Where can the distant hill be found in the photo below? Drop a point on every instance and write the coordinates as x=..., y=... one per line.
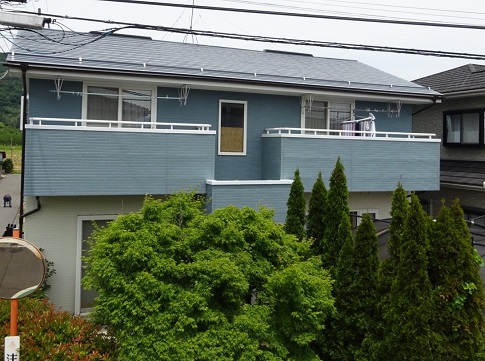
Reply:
x=10, y=94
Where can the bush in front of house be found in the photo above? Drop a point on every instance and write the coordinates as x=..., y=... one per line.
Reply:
x=48, y=334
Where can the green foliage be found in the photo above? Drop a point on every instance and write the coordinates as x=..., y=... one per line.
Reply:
x=336, y=341
x=337, y=203
x=408, y=316
x=316, y=212
x=10, y=136
x=7, y=165
x=296, y=207
x=458, y=290
x=47, y=334
x=176, y=284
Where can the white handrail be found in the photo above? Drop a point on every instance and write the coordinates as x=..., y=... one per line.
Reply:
x=84, y=123
x=342, y=132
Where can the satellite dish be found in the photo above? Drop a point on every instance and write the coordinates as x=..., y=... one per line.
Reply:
x=22, y=268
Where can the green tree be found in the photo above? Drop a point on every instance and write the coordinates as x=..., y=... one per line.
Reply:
x=459, y=297
x=316, y=212
x=176, y=284
x=337, y=203
x=336, y=342
x=410, y=312
x=296, y=207
x=364, y=307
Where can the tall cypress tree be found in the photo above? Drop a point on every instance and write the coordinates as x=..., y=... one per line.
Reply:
x=459, y=297
x=408, y=317
x=296, y=207
x=365, y=283
x=339, y=329
x=316, y=212
x=337, y=203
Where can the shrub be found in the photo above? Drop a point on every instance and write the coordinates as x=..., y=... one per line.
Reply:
x=47, y=334
x=7, y=165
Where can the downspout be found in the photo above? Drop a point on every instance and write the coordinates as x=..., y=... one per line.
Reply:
x=22, y=216
x=22, y=175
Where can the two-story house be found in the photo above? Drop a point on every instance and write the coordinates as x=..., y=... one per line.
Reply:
x=459, y=122
x=110, y=118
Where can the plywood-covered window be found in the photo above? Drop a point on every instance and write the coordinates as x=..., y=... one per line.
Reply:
x=232, y=127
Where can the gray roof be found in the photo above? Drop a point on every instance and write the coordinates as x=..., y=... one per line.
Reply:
x=138, y=55
x=462, y=79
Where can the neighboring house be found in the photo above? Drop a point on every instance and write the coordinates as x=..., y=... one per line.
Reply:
x=112, y=118
x=459, y=121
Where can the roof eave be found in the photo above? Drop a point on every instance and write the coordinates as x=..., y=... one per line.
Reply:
x=242, y=85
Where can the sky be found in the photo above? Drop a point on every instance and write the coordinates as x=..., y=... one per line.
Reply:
x=406, y=66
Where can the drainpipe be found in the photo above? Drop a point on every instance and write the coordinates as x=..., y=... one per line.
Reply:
x=22, y=216
x=22, y=176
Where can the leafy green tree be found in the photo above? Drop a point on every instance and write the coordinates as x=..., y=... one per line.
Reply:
x=295, y=214
x=459, y=296
x=176, y=284
x=316, y=212
x=337, y=203
x=409, y=315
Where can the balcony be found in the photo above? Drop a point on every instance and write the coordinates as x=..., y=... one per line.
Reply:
x=99, y=157
x=373, y=161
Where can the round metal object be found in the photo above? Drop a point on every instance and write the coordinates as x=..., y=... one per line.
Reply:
x=22, y=268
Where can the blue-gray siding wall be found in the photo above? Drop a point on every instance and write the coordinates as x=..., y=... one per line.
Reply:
x=264, y=111
x=43, y=102
x=370, y=164
x=272, y=196
x=387, y=122
x=76, y=162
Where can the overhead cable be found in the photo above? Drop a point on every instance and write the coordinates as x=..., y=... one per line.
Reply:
x=266, y=39
x=305, y=15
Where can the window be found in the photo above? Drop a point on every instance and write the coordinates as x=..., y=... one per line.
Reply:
x=84, y=301
x=464, y=127
x=356, y=216
x=232, y=127
x=326, y=115
x=119, y=104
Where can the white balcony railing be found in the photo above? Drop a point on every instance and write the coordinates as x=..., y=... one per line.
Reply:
x=115, y=125
x=356, y=134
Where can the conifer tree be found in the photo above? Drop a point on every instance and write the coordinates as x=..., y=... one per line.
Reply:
x=355, y=290
x=339, y=329
x=316, y=212
x=459, y=296
x=408, y=317
x=296, y=206
x=337, y=203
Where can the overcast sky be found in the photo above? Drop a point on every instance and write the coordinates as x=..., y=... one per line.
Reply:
x=410, y=67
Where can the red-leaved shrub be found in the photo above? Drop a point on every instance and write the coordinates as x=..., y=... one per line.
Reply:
x=48, y=334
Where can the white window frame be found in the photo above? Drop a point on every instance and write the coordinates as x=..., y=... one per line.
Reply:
x=245, y=132
x=329, y=107
x=79, y=255
x=153, y=108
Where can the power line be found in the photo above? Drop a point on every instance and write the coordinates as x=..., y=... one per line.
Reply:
x=266, y=39
x=305, y=15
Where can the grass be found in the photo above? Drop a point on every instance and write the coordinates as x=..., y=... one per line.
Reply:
x=13, y=152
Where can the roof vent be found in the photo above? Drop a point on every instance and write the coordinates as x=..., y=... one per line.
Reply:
x=286, y=52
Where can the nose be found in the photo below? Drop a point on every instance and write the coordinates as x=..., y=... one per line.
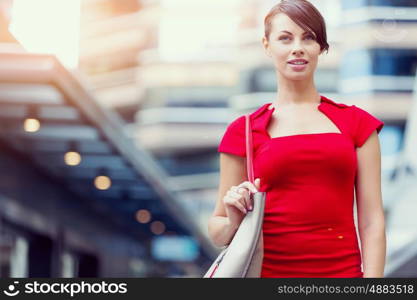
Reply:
x=298, y=49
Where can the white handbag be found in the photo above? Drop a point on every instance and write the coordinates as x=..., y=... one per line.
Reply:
x=243, y=256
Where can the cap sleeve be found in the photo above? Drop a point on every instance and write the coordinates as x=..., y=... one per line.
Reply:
x=365, y=124
x=233, y=140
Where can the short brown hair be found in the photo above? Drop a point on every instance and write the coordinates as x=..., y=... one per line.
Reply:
x=304, y=14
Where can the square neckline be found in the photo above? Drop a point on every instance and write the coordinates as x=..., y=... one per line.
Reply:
x=271, y=110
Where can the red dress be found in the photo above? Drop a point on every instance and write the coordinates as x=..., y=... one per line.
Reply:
x=309, y=180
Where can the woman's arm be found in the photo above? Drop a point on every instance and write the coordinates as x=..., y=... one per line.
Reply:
x=371, y=220
x=232, y=172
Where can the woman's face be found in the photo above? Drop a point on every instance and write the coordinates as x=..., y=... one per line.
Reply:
x=288, y=41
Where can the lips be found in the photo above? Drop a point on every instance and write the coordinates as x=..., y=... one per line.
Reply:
x=298, y=61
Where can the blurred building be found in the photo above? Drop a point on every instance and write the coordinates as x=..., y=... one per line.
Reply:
x=77, y=197
x=177, y=72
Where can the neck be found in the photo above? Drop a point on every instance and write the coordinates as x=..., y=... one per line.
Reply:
x=296, y=92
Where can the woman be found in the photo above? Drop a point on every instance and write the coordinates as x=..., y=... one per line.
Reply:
x=310, y=153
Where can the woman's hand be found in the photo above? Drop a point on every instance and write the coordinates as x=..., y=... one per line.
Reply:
x=237, y=200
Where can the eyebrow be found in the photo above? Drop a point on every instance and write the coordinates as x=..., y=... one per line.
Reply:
x=291, y=33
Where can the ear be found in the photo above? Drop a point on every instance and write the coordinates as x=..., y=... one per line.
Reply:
x=266, y=46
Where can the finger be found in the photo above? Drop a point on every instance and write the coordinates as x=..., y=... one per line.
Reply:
x=240, y=206
x=249, y=185
x=238, y=196
x=246, y=194
x=258, y=183
x=236, y=203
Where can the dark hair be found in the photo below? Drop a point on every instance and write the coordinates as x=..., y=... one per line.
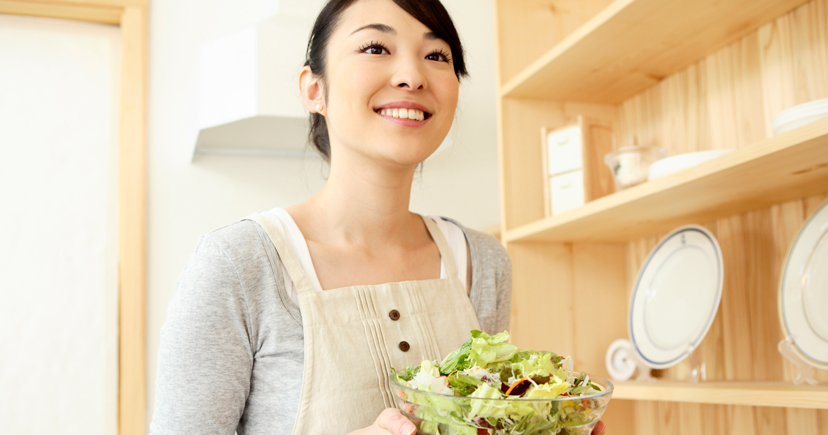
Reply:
x=429, y=12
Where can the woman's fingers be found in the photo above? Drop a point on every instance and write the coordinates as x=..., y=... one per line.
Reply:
x=393, y=421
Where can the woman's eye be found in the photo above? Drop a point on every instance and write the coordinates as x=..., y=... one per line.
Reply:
x=437, y=56
x=375, y=49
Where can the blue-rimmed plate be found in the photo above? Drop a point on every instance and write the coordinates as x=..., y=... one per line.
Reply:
x=676, y=296
x=803, y=291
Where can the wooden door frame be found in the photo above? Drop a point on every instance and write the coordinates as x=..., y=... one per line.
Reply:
x=131, y=16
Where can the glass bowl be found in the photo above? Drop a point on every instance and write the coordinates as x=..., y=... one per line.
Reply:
x=442, y=414
x=631, y=165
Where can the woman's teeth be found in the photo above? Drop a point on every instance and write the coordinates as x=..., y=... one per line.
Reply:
x=414, y=114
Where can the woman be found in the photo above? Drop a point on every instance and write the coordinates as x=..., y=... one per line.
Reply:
x=289, y=321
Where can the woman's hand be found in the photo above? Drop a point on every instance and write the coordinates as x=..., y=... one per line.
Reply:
x=390, y=422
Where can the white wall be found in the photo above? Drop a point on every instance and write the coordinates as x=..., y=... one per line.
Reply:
x=58, y=230
x=189, y=199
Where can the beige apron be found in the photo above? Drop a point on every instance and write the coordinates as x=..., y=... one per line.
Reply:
x=354, y=335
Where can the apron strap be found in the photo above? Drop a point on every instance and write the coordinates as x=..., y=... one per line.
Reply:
x=443, y=247
x=295, y=270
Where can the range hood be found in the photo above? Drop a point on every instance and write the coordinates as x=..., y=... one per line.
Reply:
x=248, y=96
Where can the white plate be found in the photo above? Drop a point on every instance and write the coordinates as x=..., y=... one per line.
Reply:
x=800, y=115
x=673, y=164
x=676, y=296
x=803, y=291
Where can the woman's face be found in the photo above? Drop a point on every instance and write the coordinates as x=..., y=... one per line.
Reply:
x=392, y=90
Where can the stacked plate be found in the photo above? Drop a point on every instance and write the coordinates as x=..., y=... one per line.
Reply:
x=676, y=297
x=671, y=165
x=803, y=291
x=800, y=115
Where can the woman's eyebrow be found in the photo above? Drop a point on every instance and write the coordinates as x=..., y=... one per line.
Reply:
x=388, y=29
x=381, y=27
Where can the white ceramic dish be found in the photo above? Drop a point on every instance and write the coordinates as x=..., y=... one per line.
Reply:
x=676, y=296
x=800, y=115
x=673, y=164
x=803, y=291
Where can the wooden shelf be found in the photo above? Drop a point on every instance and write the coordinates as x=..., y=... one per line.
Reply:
x=782, y=168
x=633, y=44
x=775, y=394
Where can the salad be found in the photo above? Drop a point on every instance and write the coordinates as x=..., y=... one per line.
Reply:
x=489, y=386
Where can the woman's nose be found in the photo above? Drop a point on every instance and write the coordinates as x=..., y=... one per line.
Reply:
x=409, y=76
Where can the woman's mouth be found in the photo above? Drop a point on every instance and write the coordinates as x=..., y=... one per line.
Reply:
x=404, y=114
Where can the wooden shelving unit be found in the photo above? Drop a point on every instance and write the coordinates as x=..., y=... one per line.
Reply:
x=685, y=76
x=769, y=394
x=782, y=168
x=633, y=44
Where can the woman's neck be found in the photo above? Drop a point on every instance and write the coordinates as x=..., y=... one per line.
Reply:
x=362, y=203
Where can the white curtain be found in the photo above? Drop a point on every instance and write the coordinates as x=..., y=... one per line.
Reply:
x=59, y=118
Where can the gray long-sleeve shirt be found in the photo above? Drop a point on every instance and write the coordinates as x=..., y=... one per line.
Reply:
x=232, y=346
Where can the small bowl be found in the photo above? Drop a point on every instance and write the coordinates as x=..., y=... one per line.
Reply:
x=432, y=412
x=631, y=165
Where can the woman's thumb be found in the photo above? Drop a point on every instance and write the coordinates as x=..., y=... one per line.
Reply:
x=393, y=421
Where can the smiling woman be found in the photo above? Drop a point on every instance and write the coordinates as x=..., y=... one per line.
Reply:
x=437, y=43
x=289, y=321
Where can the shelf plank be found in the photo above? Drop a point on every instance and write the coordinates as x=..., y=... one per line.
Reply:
x=633, y=44
x=774, y=394
x=782, y=168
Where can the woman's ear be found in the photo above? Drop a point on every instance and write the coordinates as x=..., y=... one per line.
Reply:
x=311, y=88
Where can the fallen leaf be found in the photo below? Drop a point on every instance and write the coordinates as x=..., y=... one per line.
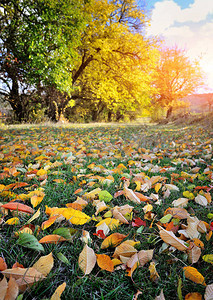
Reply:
x=52, y=239
x=24, y=277
x=45, y=264
x=19, y=207
x=193, y=274
x=169, y=238
x=209, y=292
x=161, y=296
x=58, y=292
x=105, y=262
x=49, y=222
x=12, y=290
x=201, y=200
x=29, y=241
x=87, y=260
x=193, y=296
x=3, y=265
x=113, y=240
x=208, y=258
x=153, y=272
x=3, y=288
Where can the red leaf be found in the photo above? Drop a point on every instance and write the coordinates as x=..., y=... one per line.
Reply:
x=138, y=222
x=100, y=233
x=211, y=226
x=18, y=206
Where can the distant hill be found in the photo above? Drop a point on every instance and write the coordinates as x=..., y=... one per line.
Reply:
x=199, y=102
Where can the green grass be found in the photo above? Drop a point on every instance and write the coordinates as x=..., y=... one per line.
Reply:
x=173, y=146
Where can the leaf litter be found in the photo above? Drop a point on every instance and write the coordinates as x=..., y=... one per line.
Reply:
x=125, y=200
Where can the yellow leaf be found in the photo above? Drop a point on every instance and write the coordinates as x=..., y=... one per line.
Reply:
x=105, y=262
x=24, y=277
x=41, y=172
x=169, y=238
x=36, y=200
x=75, y=216
x=49, y=222
x=12, y=221
x=45, y=264
x=35, y=216
x=193, y=274
x=116, y=261
x=208, y=292
x=58, y=292
x=12, y=290
x=208, y=258
x=110, y=222
x=158, y=186
x=124, y=249
x=193, y=296
x=113, y=240
x=3, y=288
x=153, y=272
x=87, y=260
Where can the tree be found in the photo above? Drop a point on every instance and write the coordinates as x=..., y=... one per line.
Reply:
x=38, y=45
x=176, y=76
x=113, y=75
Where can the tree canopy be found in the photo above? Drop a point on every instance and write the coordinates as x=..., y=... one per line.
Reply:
x=176, y=76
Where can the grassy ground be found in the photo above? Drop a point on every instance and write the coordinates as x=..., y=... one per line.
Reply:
x=165, y=151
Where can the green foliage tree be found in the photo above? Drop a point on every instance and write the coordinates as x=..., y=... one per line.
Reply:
x=38, y=46
x=176, y=76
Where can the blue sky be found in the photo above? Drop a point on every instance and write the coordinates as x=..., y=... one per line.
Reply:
x=187, y=24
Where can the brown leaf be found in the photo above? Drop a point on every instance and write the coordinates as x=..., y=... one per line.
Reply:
x=52, y=239
x=12, y=290
x=153, y=272
x=3, y=288
x=3, y=265
x=193, y=296
x=24, y=277
x=209, y=292
x=45, y=264
x=161, y=296
x=194, y=253
x=105, y=262
x=113, y=240
x=18, y=206
x=58, y=292
x=193, y=274
x=124, y=249
x=87, y=259
x=169, y=238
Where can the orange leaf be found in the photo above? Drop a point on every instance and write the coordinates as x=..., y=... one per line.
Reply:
x=3, y=265
x=17, y=265
x=105, y=262
x=52, y=239
x=12, y=289
x=18, y=206
x=58, y=292
x=113, y=240
x=75, y=206
x=20, y=184
x=193, y=274
x=193, y=296
x=49, y=222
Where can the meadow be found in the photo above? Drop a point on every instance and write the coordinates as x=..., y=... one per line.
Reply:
x=121, y=211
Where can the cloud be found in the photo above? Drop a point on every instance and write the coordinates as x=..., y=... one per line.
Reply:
x=190, y=28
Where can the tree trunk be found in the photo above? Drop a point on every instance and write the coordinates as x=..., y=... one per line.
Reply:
x=169, y=112
x=16, y=101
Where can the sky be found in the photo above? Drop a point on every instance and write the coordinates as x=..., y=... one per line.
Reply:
x=187, y=24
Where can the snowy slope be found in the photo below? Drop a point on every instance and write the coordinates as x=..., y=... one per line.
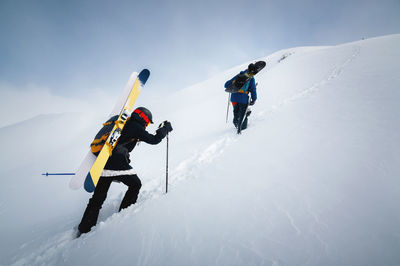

◆ WORK REQUIRED
Copy everything from the line containing "Where can the overhead" down to the line containing "x=410, y=67", replacing "Reply" with "Answer" and leaving everything else unchanged.

◆ THE RESULT
Where can the overhead cable be found in the photo above? Drop a point on every instance and write the coordinates as x=..., y=... one per line.
Answer:
x=266, y=39
x=305, y=15
Where can the window be found in the photo above? Drop a point on every instance and write the coordinates as x=..., y=... one per line.
Answer:
x=84, y=301
x=464, y=127
x=356, y=216
x=232, y=127
x=326, y=115
x=119, y=104
Where can the white balcony railing be found in the photo above? Drop a point on every instance and write the coordinates as x=..., y=... one per line.
Answer:
x=115, y=125
x=356, y=134
Where can the conifer tree be found in the photo above? Drop a point on every instance and write the coordinates as x=..., y=... one per line.
Answer:
x=355, y=290
x=339, y=329
x=316, y=212
x=459, y=296
x=408, y=317
x=296, y=206
x=337, y=203
Where can the overcast sky be found in the photo above? Drop a point on every instance and write the coordinates as x=..., y=... one per line.
Answer:
x=410, y=67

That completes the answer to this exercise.